--- GIVEN DATA ---
_ _ _ _ _
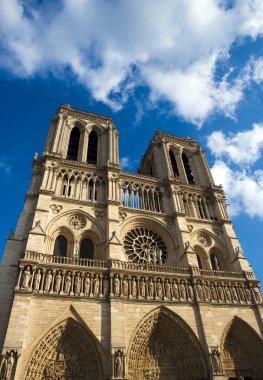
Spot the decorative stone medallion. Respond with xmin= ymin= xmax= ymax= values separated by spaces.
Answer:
xmin=68 ymin=214 xmax=87 ymax=230
xmin=197 ymin=232 xmax=212 ymax=247
xmin=124 ymin=227 xmax=168 ymax=264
_ _ _ _ _
--- OBJECTIVE ---
Give back the listing above word for word, leaving out the picture.

--- CORRECT RESPONSE ---
Spot the decorative stone medallion. Respond with xmin= ymin= xmax= ymax= values separated by spaces.
Answer:
xmin=68 ymin=214 xmax=87 ymax=230
xmin=197 ymin=232 xmax=212 ymax=247
xmin=124 ymin=227 xmax=168 ymax=264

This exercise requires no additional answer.